WHAT THIS TASK INVOLVES: Output the whole listing below. Keep it exact.
════════════════
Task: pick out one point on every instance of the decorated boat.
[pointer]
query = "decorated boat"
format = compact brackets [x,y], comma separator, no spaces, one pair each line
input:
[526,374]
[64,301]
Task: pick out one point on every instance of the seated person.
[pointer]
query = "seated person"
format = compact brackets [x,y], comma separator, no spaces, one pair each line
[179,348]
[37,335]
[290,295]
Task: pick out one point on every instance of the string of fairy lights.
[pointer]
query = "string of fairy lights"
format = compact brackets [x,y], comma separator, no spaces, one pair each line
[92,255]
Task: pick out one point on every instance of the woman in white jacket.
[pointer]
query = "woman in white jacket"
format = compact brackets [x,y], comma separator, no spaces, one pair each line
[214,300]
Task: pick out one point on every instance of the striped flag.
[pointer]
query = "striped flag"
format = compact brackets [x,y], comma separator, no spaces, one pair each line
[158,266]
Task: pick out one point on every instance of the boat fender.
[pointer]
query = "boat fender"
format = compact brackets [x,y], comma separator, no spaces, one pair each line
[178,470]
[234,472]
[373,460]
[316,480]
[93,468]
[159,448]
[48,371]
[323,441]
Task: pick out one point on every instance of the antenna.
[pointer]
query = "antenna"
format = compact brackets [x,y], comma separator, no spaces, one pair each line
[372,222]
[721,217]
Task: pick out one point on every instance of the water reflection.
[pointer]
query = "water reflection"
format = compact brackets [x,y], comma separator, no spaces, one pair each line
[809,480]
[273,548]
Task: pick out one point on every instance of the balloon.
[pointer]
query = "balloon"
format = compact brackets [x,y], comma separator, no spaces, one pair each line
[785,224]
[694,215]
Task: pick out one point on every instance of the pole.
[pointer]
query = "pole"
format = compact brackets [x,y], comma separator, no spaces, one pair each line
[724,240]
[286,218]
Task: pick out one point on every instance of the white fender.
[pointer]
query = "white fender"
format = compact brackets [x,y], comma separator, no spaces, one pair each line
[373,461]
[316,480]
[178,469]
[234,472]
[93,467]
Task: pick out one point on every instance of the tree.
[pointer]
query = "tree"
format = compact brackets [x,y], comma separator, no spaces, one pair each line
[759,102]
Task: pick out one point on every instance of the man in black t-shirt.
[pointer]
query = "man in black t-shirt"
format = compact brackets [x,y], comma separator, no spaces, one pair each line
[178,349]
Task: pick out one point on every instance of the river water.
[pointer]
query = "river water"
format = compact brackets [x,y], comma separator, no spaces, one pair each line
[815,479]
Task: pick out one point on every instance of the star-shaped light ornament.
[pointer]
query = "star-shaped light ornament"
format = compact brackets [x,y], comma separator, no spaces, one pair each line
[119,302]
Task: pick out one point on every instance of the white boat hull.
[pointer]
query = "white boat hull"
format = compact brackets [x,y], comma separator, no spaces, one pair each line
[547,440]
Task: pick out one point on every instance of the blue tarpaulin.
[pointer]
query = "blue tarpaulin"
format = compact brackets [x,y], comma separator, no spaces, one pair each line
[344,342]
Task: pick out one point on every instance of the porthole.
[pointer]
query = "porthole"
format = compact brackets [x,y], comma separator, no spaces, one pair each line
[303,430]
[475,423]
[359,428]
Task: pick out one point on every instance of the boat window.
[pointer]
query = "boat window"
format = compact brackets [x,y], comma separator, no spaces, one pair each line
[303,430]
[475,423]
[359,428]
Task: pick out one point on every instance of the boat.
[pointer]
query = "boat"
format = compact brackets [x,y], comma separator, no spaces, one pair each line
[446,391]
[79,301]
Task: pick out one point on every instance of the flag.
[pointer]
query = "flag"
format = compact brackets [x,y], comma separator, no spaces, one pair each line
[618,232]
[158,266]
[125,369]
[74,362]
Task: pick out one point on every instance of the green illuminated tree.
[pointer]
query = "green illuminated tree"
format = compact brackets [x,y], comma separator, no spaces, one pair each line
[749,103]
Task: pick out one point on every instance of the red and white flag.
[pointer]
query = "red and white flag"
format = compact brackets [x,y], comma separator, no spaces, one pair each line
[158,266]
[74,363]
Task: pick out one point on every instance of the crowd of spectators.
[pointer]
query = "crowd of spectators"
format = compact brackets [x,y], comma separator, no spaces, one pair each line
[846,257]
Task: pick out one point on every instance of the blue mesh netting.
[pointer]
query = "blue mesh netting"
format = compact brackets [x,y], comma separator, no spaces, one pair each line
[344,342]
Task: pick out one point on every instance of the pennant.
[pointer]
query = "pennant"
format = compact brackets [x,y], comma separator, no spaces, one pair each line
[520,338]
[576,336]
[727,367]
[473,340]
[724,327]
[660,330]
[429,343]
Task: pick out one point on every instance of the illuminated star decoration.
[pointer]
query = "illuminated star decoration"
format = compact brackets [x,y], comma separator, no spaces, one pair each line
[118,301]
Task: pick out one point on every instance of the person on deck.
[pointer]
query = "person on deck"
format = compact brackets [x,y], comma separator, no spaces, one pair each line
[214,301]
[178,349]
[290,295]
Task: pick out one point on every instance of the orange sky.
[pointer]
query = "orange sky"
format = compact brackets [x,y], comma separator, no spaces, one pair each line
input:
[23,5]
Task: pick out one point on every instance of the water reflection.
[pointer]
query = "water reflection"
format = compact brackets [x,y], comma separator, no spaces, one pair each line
════════════════
TASK SOLUTION:
Task: pick out one point on every instance of the decorated boat.
[pointer]
query = "decorated boat"
format = compact brackets [x,y], comma separator, no spaces, one pair each line
input:
[526,374]
[64,301]
Task: pick out one point on every instance of the seated person.
[pointer]
query = "seated person"
format = compact brackets [x,y], comma separator, no spaces, one pair each line
[179,348]
[37,335]
[290,295]
Task: pick out one point on every instance of the string of fairy lights.
[pointer]
query = "string of fairy lights"
format = compact brackets [x,y], comma separator, no spaces, one pair each line
[92,255]
Task: pick out one point on every instance of the woman in white jacket.
[pointer]
query = "woman in white jacket"
format = compact brackets [x,y], comma separator, no spaces, one pair each line
[214,300]
Task: pick out one point on every instance of the striped flag.
[pointer]
query = "striped flag"
format = compact brackets [x,y], comma separator, no spaces, one pair each line
[158,266]
Task: pick out one point on every instance of the boat fender.
[pointer]
query = "boat fender"
format = compact brackets [x,y], comma separator, no spaces, one pair each line
[178,470]
[234,472]
[373,460]
[316,480]
[93,468]
[159,448]
[48,371]
[323,441]
Task: pick out one point on every instance of the antenna.
[pointer]
query = "antenna"
format = compact brackets [x,y], comma separator, no spaces, one pair each line
[372,222]
[721,217]
Task: pick out one point on every instance of the water reflection.
[pointer]
query = "water reflection"
format = compact brackets [x,y], comma separator, no spaces, one pair each line
[809,480]
[273,548]
Task: pick out one point on every instance of the balloon.
[pointer]
query = "balloon"
format = compact brackets [x,y], comma separator, no spaces, one pair each line
[785,224]
[694,215]
Task: pick out one point on every instance of the pole.
[pointer]
query = "pole"
format = compact brackets [x,y], comma separator, no spaces, one pair each line
[724,240]
[286,218]
Task: pick out one point on every instance of the white fender.
[pointer]
query = "white fender"
format = compact brackets [x,y], comma separator, no spaces, one pair each line
[373,461]
[316,480]
[178,469]
[234,472]
[93,467]
Task: pick out one point on every instance of the tree.
[pointer]
query = "tree"
format = compact brackets [x,y], comma separator, no spaces, one pair each line
[759,102]
Task: pick out one point on every instance of the man in black t-shirt.
[pointer]
query = "man in black t-shirt"
format = compact brackets [x,y], comma separator, no spaces, one pair each line
[178,349]
Task: pick out one point on every instance of the river water.
[pointer]
query = "river water"
format = compact brackets [x,y], comma separator, no spaces, one pair each line
[815,479]
Task: pick out one point on every instance of the star-shaped light ornament.
[pointer]
query = "star-shaped light ornament"
format = compact brackets [x,y], comma separator, no spaces, one pair each line
[119,302]
Task: pick out one point on every instance of the white boat hull.
[pointer]
query = "white boat hull"
format = compact brackets [x,y], comma separator, no spaces, one pair each line
[547,440]
Task: pick out one point on every instance of the blue tarpaulin.
[pointer]
query = "blue tarpaulin"
format = compact brackets [x,y], comma separator, no spaces, one pair each line
[344,342]
Task: pick out one point on every instance of the porthole.
[pointer]
query = "porthole"
format = compact brackets [x,y], comma separator, no spaces, one pair each line
[303,430]
[475,423]
[359,428]
Task: pick out one point on every instance of the boat window.
[pointer]
query = "boat window"
format = compact brackets [x,y], comma separator, no spaces, one pair each line
[303,430]
[475,423]
[359,428]
Task: pick out one point on every instance of the boat.
[pointer]
query = "boat"
format = compact brackets [x,y], comma separator, no spaces, one pair each line
[446,391]
[79,301]
Task: pick out one point on every instance of the flag.
[pointer]
query = "flag"
format = compact brackets [x,y], comma separator, no spaces, one pair each line
[618,232]
[158,266]
[125,369]
[74,362]
Task: pick out one point on every instance of the green illuminated tree.
[pointer]
query = "green illuminated tree"
format = compact brackets [x,y], comma separator, no spaces, one pair each line
[749,103]
Task: pick out one point on every instance of the red and white flag.
[pointer]
query = "red and white flag"
format = compact brackets [x,y], comma separator, no spaces, one pair each line
[158,266]
[74,363]
Task: pick out one point on every instance of the crowd of spectators.
[pointer]
query = "crowd of spectators"
format = compact brackets [x,y], comma separator, no spaces, one pair each line
[846,257]
Task: pick out one point on every instance of the blue mesh netting.
[pointer]
query = "blue mesh netting"
format = compact brackets [x,y], comma separator, no spaces, one pair each line
[344,342]
Task: pick out one point on every instance of the pennant.
[pointer]
query = "pennant"
format = compact brackets [x,y], comma separator, no spaces, one pair each line
[520,338]
[576,336]
[727,367]
[473,340]
[724,327]
[660,330]
[429,343]
Task: pick out one point on every instance of the illuminated star decoration.
[pointer]
query = "illuminated star decoration"
format = compact brackets [x,y], comma separator, no spaces, one pair each line
[118,301]
Task: pick out one point on every instance of the person on deck.
[pointer]
query = "person on deck"
format = compact brackets [x,y], comma separator, no spaces, one pair each line
[214,301]
[178,349]
[290,295]
Task: pick out one point on every instance of the orange sky.
[pointer]
query = "orange sky"
format = compact brackets [x,y], comma separator, no spaces, one pair each line
input:
[23,5]
Task: pick out one point on every instance of the water reflection.
[pointer]
query = "water reflection"
format = compact brackets [x,y], comma separator, no spaces, one pair each line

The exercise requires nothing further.